Starting from the line that holds "Target: hand gripping flag pole", print every line through the end of the records, first and last included.

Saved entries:
━━━━━━━━━━

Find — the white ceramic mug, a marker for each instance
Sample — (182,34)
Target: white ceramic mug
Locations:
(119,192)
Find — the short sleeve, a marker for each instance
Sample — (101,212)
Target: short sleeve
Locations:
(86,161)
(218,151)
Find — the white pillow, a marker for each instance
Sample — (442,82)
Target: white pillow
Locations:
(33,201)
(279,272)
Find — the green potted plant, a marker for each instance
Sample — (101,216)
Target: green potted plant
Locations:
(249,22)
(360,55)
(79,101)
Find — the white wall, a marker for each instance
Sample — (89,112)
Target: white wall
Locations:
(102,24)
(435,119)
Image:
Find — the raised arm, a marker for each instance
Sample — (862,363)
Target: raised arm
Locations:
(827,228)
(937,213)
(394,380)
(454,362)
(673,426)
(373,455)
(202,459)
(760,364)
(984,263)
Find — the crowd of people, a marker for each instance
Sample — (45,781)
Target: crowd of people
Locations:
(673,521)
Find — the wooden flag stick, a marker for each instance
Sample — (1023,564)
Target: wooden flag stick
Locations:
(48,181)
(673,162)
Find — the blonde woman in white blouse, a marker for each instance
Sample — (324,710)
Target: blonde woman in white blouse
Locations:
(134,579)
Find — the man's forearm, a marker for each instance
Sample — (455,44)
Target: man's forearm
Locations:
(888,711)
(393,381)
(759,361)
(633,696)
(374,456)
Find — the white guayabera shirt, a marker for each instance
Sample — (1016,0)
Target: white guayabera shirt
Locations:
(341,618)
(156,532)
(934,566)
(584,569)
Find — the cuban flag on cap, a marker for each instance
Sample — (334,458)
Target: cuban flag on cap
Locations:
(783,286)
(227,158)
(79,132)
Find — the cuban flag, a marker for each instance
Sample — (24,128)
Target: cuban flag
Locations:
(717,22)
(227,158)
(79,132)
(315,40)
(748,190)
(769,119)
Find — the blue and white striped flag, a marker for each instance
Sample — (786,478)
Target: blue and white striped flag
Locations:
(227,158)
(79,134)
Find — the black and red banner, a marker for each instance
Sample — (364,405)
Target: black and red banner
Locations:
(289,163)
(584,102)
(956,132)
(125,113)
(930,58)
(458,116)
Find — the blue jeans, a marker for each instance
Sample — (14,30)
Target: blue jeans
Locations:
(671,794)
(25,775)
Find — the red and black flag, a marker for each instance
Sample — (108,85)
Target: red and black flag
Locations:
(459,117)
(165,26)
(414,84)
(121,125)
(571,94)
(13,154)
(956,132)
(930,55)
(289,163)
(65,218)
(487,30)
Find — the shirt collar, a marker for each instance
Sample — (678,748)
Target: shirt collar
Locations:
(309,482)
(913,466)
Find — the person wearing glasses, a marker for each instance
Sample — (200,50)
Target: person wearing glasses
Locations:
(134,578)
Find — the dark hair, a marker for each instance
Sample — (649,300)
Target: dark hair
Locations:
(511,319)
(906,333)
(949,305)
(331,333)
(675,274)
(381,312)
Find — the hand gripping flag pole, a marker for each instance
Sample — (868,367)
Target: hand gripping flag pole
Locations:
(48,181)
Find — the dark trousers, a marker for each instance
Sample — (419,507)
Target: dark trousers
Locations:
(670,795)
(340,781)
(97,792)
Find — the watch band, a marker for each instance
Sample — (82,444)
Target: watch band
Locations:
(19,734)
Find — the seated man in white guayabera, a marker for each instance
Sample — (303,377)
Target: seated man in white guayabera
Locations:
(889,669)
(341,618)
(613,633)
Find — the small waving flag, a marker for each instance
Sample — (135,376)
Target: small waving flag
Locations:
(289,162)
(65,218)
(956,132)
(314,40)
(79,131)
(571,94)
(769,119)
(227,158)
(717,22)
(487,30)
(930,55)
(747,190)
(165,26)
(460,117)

━━━━━━━━━━

- Your response
Target: hand gripping flag pole
Locations:
(48,181)
Find — the dark trousers, a marker for each instance
Sample — (419,507)
Target: dark trousers
Locations:
(670,795)
(340,781)
(97,792)
Find — the watch band, a marker for each instance
Sample — (82,444)
Target: watch band
Locations:
(19,734)
Find — the seated man in white guayabera, a marker for each instance
Sample — (303,377)
Target: seated man in white guayabera
Locations:
(889,669)
(341,618)
(613,633)
Find — the small waving flag, a marker for each instance
Sample — (135,376)
Target: small waving flag
Locations:
(289,162)
(65,218)
(956,132)
(314,40)
(79,131)
(571,94)
(769,119)
(227,158)
(717,22)
(487,30)
(930,55)
(747,190)
(165,26)
(460,117)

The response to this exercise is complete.